> [Written instruction]:
Copy out all of the lines below word for word, leaving out the pictures.

_ _ _

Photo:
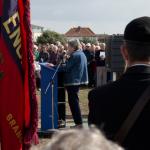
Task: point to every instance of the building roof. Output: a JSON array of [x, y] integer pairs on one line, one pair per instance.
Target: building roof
[[80, 32]]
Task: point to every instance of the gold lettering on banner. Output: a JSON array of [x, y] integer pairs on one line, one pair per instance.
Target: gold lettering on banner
[[14, 126], [14, 32]]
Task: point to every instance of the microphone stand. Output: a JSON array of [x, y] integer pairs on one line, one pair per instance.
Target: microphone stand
[[51, 83]]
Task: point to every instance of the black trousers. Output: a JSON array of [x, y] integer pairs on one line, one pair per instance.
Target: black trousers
[[73, 100]]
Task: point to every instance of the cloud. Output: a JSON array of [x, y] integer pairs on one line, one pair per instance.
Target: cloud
[[108, 16]]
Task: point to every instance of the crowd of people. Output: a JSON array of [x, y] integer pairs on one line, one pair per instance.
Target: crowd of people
[[109, 104], [95, 54]]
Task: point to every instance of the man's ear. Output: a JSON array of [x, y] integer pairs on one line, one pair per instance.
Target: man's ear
[[124, 53]]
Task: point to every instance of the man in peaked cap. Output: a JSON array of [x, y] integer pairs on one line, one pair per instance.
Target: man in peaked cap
[[110, 104]]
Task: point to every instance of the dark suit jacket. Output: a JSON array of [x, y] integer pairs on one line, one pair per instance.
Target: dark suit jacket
[[110, 104]]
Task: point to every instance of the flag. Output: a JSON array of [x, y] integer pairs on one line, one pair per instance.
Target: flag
[[18, 104]]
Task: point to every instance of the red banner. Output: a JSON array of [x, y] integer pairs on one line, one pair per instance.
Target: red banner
[[18, 105]]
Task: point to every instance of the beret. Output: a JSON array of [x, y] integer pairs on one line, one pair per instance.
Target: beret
[[138, 30]]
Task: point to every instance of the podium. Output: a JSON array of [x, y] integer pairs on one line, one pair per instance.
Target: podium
[[52, 101]]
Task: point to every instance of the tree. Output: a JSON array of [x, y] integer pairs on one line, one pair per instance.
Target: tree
[[50, 37]]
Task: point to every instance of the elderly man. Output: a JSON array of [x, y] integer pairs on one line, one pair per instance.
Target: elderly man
[[110, 104]]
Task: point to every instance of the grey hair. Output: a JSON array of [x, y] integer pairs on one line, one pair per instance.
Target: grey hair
[[80, 139], [75, 43]]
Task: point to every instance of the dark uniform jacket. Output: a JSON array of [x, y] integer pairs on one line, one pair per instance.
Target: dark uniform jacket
[[110, 104]]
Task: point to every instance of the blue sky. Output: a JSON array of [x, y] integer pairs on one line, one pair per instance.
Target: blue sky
[[102, 16]]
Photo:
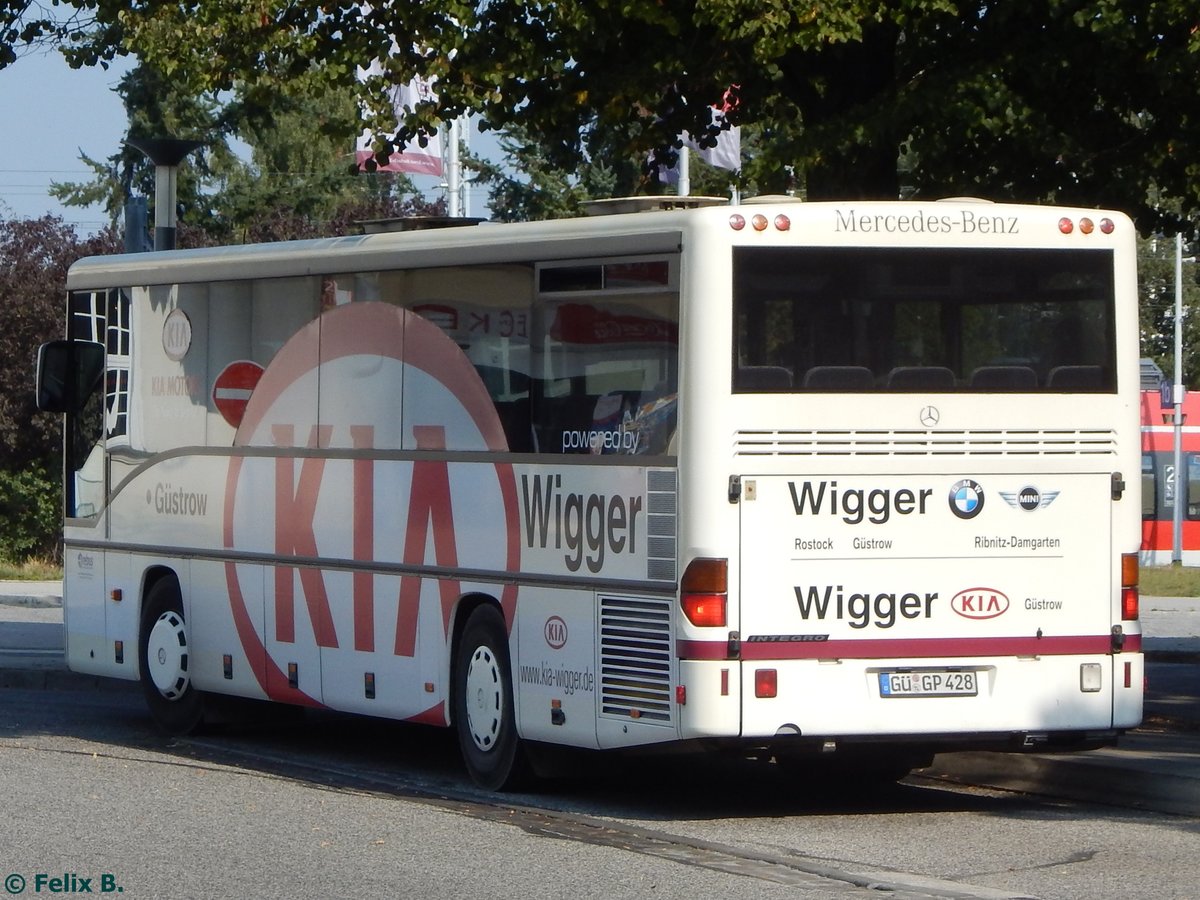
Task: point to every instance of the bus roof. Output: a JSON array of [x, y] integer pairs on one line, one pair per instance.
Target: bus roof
[[627, 233]]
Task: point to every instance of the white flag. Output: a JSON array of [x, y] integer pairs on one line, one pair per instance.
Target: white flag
[[727, 153], [412, 157]]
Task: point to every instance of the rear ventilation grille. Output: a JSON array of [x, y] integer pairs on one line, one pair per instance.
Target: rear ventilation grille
[[1083, 442], [635, 659]]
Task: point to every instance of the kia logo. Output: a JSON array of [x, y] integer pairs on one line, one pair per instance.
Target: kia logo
[[556, 633], [979, 603]]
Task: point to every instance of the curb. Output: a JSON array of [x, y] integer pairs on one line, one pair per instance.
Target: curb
[[1072, 778], [43, 601], [61, 679]]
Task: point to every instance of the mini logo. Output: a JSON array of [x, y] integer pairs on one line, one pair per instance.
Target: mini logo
[[966, 498], [556, 633], [177, 335], [1029, 498], [979, 603]]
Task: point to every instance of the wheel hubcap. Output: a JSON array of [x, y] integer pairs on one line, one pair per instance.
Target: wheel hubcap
[[167, 655], [485, 699]]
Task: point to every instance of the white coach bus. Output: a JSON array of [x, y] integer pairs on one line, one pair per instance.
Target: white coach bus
[[849, 481]]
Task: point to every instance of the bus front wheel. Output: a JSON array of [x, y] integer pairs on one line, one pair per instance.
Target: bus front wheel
[[175, 705], [483, 703]]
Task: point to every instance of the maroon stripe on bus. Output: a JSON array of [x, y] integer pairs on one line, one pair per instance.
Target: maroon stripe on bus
[[911, 648]]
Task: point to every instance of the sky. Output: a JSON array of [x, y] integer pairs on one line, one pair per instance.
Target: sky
[[51, 114]]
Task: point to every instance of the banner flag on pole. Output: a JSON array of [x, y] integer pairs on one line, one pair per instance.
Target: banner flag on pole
[[412, 157]]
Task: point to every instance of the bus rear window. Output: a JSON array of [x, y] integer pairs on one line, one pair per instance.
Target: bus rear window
[[834, 319]]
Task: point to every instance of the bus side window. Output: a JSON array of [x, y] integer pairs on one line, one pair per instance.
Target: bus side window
[[1149, 487], [1192, 486]]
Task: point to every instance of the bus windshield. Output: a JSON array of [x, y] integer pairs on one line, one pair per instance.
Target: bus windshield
[[833, 319]]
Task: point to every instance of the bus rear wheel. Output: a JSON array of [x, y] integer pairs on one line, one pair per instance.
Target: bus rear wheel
[[175, 705], [483, 705]]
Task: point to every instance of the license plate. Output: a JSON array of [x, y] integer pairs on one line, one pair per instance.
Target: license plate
[[929, 683]]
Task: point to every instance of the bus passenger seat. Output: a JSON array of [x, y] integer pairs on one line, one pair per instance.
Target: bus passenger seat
[[839, 378], [921, 378], [1005, 378], [1074, 378], [762, 379]]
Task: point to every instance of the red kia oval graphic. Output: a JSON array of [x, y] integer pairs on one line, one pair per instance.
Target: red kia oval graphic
[[556, 633], [979, 603]]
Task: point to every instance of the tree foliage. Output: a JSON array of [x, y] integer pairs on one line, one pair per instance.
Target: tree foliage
[[1071, 101], [35, 256]]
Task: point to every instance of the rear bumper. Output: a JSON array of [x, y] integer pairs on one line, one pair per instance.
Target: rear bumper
[[841, 699]]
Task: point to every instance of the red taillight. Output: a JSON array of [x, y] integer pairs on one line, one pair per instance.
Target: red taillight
[[703, 591], [1129, 601]]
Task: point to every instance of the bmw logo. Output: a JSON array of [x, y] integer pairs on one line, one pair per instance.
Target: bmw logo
[[966, 498]]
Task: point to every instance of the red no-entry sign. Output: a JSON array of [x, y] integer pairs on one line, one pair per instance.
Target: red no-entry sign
[[233, 387]]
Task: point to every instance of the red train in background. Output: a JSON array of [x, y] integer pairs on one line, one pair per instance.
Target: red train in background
[[1159, 485]]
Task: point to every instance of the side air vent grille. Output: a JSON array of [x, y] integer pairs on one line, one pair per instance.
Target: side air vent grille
[[1083, 442], [635, 659]]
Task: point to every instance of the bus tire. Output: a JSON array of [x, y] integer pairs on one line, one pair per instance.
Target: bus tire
[[175, 705], [483, 703]]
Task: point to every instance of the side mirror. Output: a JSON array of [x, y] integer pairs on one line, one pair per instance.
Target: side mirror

_ _ _

> [Response]:
Photo:
Task: point to every instance of the building roof. Output: a JSON array of [x, y] integer pairs on one line, one pair per instance.
Target: building roof
[[80, 32]]
Task: point to every instance of the gold lettering on banner. Output: a JSON array of [x, y] integer pairs on one line, one pair per instance.
Target: gold lettering on banner
[[14, 126], [14, 32]]
Task: point to every instance of the microphone stand. Output: a JSON array of [x, y] integer pairs on one line, one pair per instance.
Target: microphone stand
[[51, 83]]
Task: point to every instance of the black trousers. Output: a JSON array of [x, y] integer pairs on one line, one pair per instance.
Target: black trousers
[[73, 100]]
Task: point to every instance of the cloud. Output: a JSON array of [x, y] integer pairs on one line, one pair per instance.
Target: cloud
[[108, 16]]
Task: point to every instance of the crowd of people. Output: a JSON array of [x, y] integer pairs on one line, one pair per instance.
Target: crowd of people
[[109, 104], [95, 54]]
Task: point to every instance of the man's ear. Output: a JSON array of [x, y] integer pairs on one line, one pair per instance.
Target: man's ear
[[124, 53]]
Task: point to every instance of the man in peaked cap. Output: a JSON array of [x, y] integer pairs on one line, one pair per instance.
Target: man in peaked cap
[[110, 104]]
Task: point to every instance of the dark suit jacket. Output: a JSON array of [x, y] integer pairs on one line, one pair per instance.
Target: dark suit jacket
[[110, 104]]
Task: point to every instance of the flag. Output: a JSON array of [x, y] integer pairs on one line, one pair per instance.
Target: flag
[[18, 104]]
Task: point to every instance of the red banner. Output: a JSON array of [x, y] integer pairs on one line, one pair per instance.
Target: red banner
[[18, 105]]
Task: point to every instance of the beret. Output: a JSON array of [x, y] integer pairs on one line, one pair per instance.
Target: beret
[[138, 30]]
Task: point to every instance of the podium. Output: a JSON array of [x, y] integer pairs on one line, one pair per instance.
Target: podium
[[52, 101]]
Task: point to every instance of the tree. Output: a JSON array of [x, y] integer pairs on one line, one pair per instance.
Target: tree
[[50, 37]]
Task: point to every instance of the elderly man. Output: a JSON array of [x, y] integer pairs on one line, one pair per instance.
Target: elderly man
[[110, 104]]
Task: point to every instance of the grey hair. Output: a JSON array of [x, y] integer pairs on one line, one pair per instance.
Target: grey hair
[[80, 139], [75, 43]]
Task: point to every instance of the dark uniform jacket. Output: a JSON array of [x, y] integer pairs on one line, one pair per instance.
Target: dark uniform jacket
[[110, 104]]
Task: point to every instance of the blue sky. Output: a JSON array of [x, y] integer pairs on one line, one pair per instance.
Target: blue sky
[[102, 16]]
Photo:
Task: point to every instance of the bus roof. Output: a JSON array of [x, y] integer pairs on one line, one pair per instance.
Target: bus roof
[[627, 233]]
Task: point to every instance of the white flag. Output: a JSON array of [x, y] integer pairs on one line, one pair per instance.
Target: white flag
[[727, 153], [412, 157]]
Task: point to every instance of the rear ventilation grille. Output: a JSON array of [x, y] integer pairs on one line, one pair per instance.
Target: rear ventilation grille
[[1083, 442], [635, 659]]
Task: point to every instance of the kia logo. Output: a JSON array of [x, y] integer pairs on one line, one pair per instance.
Target: kia logo
[[556, 633], [979, 603]]
Task: point to every instance of the curb. Output: a JSON array of [x, y] integer pairs on one line, one pair per instance.
Target: curb
[[1072, 778], [43, 601], [61, 679]]
Task: point to every instance of the mini logo. Output: a JSON array of [x, y] integer pairs on one line, one pair per instance.
Target: mini logo
[[966, 498], [556, 633], [177, 335], [1029, 498], [979, 603]]
Task: point to every instance of the wheel hubcap. Output: a JSON array of [x, y] integer pairs on one line, one pair per instance.
Target: wheel hubcap
[[167, 655], [485, 699]]
Task: point to every instance of the white coach bus. Output: a JSON array of [x, y] integer pairs on one line, one pair per instance.
Target: white coach bus
[[849, 481]]
Task: point to every instance of the bus front wheel. Output: a JSON array of [x, y] integer pairs on one line, one pair per instance.
Target: bus front wheel
[[175, 705], [483, 703]]
Task: point to every instance of the maroon stripe on bus. Output: a JSON array of [x, y] integer pairs on one line, one pair per instance.
Target: maroon stripe on bus
[[911, 648]]
Task: point to every instance of the sky. Output: a JSON array of [x, y] integer pairs on one line, one pair per instance.
Target: sky
[[51, 114]]
Task: point to every instance of the banner flag on pole. Output: a JSON array of [x, y] integer pairs on one line, one pair per instance.
Target: banner flag on pole
[[412, 157]]
Task: point to every instance of the bus rear window. Output: a JSON array of [x, y] integer pairs on one line, one pair per instance.
Target: bus rear window
[[834, 319]]
Task: point to every instance of the bus side window. Output: a JSON array of [x, y] integer pairs on one line, one pair per instance.
Target: bus side window
[[1149, 487], [1192, 486]]
Task: point to every instance of the bus windshield. Output: a JSON array of [x, y] integer pairs on one line, one pair per instance.
Target: bus windshield
[[833, 319]]
Task: point to every instance of the bus rear wheel. Output: a JSON array of [x, y] integer pairs on one line, one pair per instance.
Target: bus rear wheel
[[175, 705], [483, 705]]
Task: point to every instance of the license plate. Output: a JSON array of [x, y] integer pairs on one line, one pair per instance.
Target: license plate
[[929, 683]]
Task: point to every instance of the bus passenger seat. Output: a JSON array of [x, y] integer pairs on one line, one pair per instance.
Target: bus passenger seat
[[839, 378], [921, 378], [1005, 378], [1074, 378], [762, 379]]
Task: point to every instance of the red kia oval graphic. Output: a JSON array of [x, y] integer pairs on one line, one pair per instance.
Target: red kia oval graphic
[[556, 633], [979, 603]]
Task: point to every instance of the tree foliage. Output: a JSON array of [x, y] integer pairs on one line, one pair per instance.
Target: tree foliage
[[1071, 101], [35, 256]]
Task: point to every instance of the rear bumper. Output: a JSON array of [x, y] integer pairs on one line, one pair per instance.
Target: rear bumper
[[841, 699]]
Task: point to every instance of the red taillight. Output: a JSON array of [x, y] integer pairs on one line, one pair per instance.
Target: red taillight
[[703, 591], [1129, 601]]
Task: point to every instance of the bmw logo. Output: a JSON array of [x, y] integer pairs on one line, one pair per instance.
Target: bmw logo
[[966, 498]]
Task: point to every instance of the red no-entry sign. Output: a JSON array of [x, y] integer pairs on one line, one pair per instance.
Target: red no-entry sign
[[233, 387]]
Task: point to every instance of the red train in background. Output: a JSON array of [x, y] integer pairs on one line, one pair per instance.
Target: red train in background
[[1159, 485]]
Task: point to every instance of the side air vent grille. Output: a JSON array of [x, y] integer pairs on one line, one pair per instance.
Target: side air vent grille
[[1083, 442], [635, 659]]
Task: point to every instance of the bus tire. Output: a JSON array of [x, y] integer pairs on one line, one pair per instance.
Target: bus tire
[[175, 705], [483, 703]]
Task: point to every instance of the side mirror. Output: a JSON array of [x, y] integer pairs on one line, one pair per instance.
Target: side mirror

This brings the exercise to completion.